= Required work =
What you submit must be an exact copy of the listing below, with no images in it.

══════════

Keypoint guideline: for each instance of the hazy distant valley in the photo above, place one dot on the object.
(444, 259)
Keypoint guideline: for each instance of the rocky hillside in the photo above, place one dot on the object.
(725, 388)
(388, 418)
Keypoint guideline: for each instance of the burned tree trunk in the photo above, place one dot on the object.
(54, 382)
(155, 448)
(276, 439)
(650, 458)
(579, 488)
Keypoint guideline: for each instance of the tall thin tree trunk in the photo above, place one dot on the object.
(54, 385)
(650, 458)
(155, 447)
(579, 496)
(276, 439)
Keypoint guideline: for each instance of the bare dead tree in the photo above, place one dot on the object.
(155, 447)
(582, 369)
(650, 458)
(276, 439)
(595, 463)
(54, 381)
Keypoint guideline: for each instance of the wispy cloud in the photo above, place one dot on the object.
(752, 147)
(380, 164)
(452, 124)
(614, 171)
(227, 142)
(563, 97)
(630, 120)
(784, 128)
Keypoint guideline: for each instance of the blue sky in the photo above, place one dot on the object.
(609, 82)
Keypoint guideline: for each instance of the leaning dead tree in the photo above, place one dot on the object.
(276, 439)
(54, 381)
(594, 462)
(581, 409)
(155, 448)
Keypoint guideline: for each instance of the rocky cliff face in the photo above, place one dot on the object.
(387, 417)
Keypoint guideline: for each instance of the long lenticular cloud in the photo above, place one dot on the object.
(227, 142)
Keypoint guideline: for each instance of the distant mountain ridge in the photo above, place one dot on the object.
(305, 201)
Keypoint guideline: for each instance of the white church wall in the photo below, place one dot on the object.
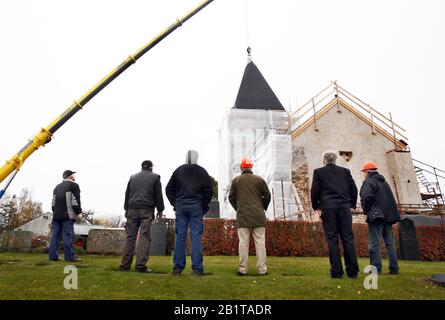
(346, 132)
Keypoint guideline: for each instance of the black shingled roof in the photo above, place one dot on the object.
(255, 92)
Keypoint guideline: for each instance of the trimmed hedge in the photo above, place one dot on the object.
(306, 239)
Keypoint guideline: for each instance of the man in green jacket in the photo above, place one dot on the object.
(250, 197)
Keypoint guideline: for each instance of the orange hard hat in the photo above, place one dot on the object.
(369, 166)
(246, 163)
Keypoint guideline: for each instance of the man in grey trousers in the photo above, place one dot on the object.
(143, 195)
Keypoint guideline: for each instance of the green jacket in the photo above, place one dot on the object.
(250, 197)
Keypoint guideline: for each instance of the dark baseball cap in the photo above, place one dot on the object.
(68, 173)
(147, 164)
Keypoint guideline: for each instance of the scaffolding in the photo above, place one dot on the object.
(263, 136)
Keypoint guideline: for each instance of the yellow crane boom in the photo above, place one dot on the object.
(14, 164)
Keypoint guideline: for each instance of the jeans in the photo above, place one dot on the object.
(338, 222)
(61, 229)
(376, 233)
(138, 221)
(190, 216)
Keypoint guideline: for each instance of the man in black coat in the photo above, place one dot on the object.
(143, 195)
(65, 207)
(189, 192)
(334, 193)
(380, 206)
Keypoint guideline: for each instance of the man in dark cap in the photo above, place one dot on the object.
(334, 192)
(189, 192)
(143, 195)
(66, 207)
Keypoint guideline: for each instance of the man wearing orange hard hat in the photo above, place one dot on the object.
(380, 206)
(250, 197)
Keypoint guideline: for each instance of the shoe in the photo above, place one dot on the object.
(201, 273)
(144, 270)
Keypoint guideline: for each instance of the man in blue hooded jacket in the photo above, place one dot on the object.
(380, 206)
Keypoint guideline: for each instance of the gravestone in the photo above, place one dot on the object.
(158, 235)
(213, 212)
(16, 241)
(112, 241)
(409, 248)
(438, 279)
(106, 241)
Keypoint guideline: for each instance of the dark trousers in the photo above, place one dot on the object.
(189, 216)
(61, 229)
(376, 233)
(138, 221)
(338, 222)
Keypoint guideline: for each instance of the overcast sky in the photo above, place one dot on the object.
(390, 53)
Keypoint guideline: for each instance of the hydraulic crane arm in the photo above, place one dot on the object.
(44, 136)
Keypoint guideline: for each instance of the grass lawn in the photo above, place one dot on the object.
(32, 276)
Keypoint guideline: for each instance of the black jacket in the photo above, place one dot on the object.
(66, 201)
(332, 188)
(378, 201)
(189, 185)
(144, 191)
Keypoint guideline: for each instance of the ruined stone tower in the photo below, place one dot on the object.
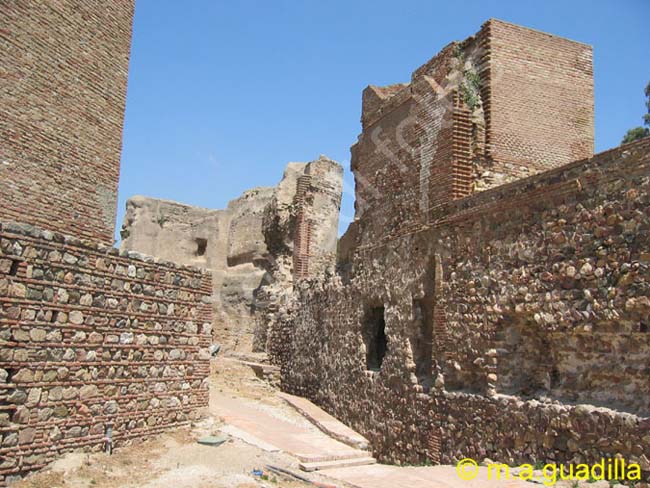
(65, 67)
(504, 104)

══════════

= Answer to this problem =
Keypoint guideline: for each instance of the hazy distant valley in the photo above, place one dot on the object.
(444, 259)
Keypoint guideline: for each instance of the rocky hillside in the photo above, place one dot on the object.
(725, 388)
(388, 418)
Keypoint guideline: for each instance of the burned tree trunk in the photo above, place one dot on the object.
(54, 382)
(155, 448)
(276, 439)
(650, 458)
(579, 488)
Keypoint guideline: for each instance of the tall thin tree trunk in the photo above, place one dot on the object.
(54, 385)
(650, 458)
(155, 447)
(579, 496)
(276, 439)
Keypoint guideline: for each instance of the bare dead tree in the photo above, place one dot on the object.
(155, 447)
(582, 369)
(650, 458)
(276, 439)
(595, 463)
(54, 381)
Keypoint guideline: for each instance of the wispy cloud in the photo above, place one dot on the object.
(752, 147)
(380, 164)
(452, 124)
(614, 171)
(227, 142)
(563, 97)
(630, 120)
(784, 128)
Keypoint guideline: for each instance of the blue sky in the photo above, place one dot on the object.
(609, 82)
Keypoint guideline: for each instance of the leaning dead tree in the photo above, place one dot on the object.
(276, 439)
(54, 381)
(594, 462)
(581, 409)
(155, 448)
Keypoint guideline: for each instance of the rocky cliff face in the photo above, place one dot on the object.
(387, 417)
Keypoint guideline: for each instance of the long lenticular cloud in the photo above, place one dot on the object.
(227, 142)
Keypoint guideline: for each instance of the distant mountain ridge in the photo above, place one dot on the object.
(305, 201)
Keypoint guideline: for each instance of the white church wall in the photo below, place one dot on the object.
(346, 132)
Keypoint guideline: for each instance of the black shingled roof in the photo above, place one dot on the object.
(255, 92)
Keypoint guideline: for each instance of the trimmed hedge in the photo above, place one dot on the object.
(306, 239)
Keypoint guideline: for each instance of the man in green jacket in the photo above, place one dot on the object.
(250, 197)
Keypoint guideline: for each instance of the orange hard hat in the photo above, place one dot on the object.
(369, 166)
(246, 163)
Keypoint guideline: for each instance of the man in grey trousers in the photo above, place one dot on the object.
(143, 195)
Keypoint guideline: for each instance of the green jacket in the photo above, place one dot on the object.
(250, 197)
Keypoint guideline: for each instance of the dark baseball cap in the photo above, place one dot on the object.
(68, 173)
(147, 164)
Keypoint guideline: for each instance of the scaffolding in the photo above, place one dot on the object.
(263, 136)
Keypoint guideline: for each instance of the yellow crane boom in the photo above, place one dot on the object.
(14, 164)
Keypoint guideline: for each instance of the jeans in the photo above, place one dot on the object.
(338, 222)
(61, 229)
(376, 233)
(138, 221)
(190, 216)
Keypoint guideline: for each instance of the man in black coat in the photo above, place one dot on the object.
(143, 195)
(65, 207)
(189, 192)
(334, 193)
(380, 206)
Keypoint guideline: for each instance of the man in dark cap in the photo above, place one dot on the object.
(334, 192)
(189, 192)
(143, 195)
(66, 207)
Keypoint guideline: for each instance of the man wearing orange hard hat in the photo above, place one dot on the object.
(380, 206)
(250, 197)
Keypoint guideline: for each instance of the shoe in the photo above, place one dot on the object.
(201, 273)
(144, 270)
Keypoint guideline: for each instance of the man in blue hooded jacket in the photo above, place one dot on the object.
(380, 206)
Keypoint guideline: for each instance of the gravestone in the photo above, place one dot on the object.
(158, 235)
(213, 212)
(16, 241)
(112, 241)
(409, 248)
(438, 279)
(106, 241)
Keypoint guideline: for each instance of the dark trousers in the photo above, place one dot on the object.
(189, 216)
(61, 229)
(376, 233)
(138, 221)
(338, 222)
Keypoint guideline: for each instance of the overcast sky in the photo above, place one dot on the object.
(390, 53)
Keypoint guideline: for each instance of the hydraulic crane arm in the photo above, place one dot on the object.
(44, 136)
Keypoint guideline: for each instance of the grass lawn in the photo above, place one dot on the object.
(32, 276)
Keypoint guideline: for each instance of the black jacket in the photo above, place one dot on the object.
(66, 201)
(332, 188)
(378, 201)
(189, 185)
(144, 191)
Keypoint guideline: for each instance of the ruined stone tower in the photo below, place one dot on the object.
(65, 67)
(504, 104)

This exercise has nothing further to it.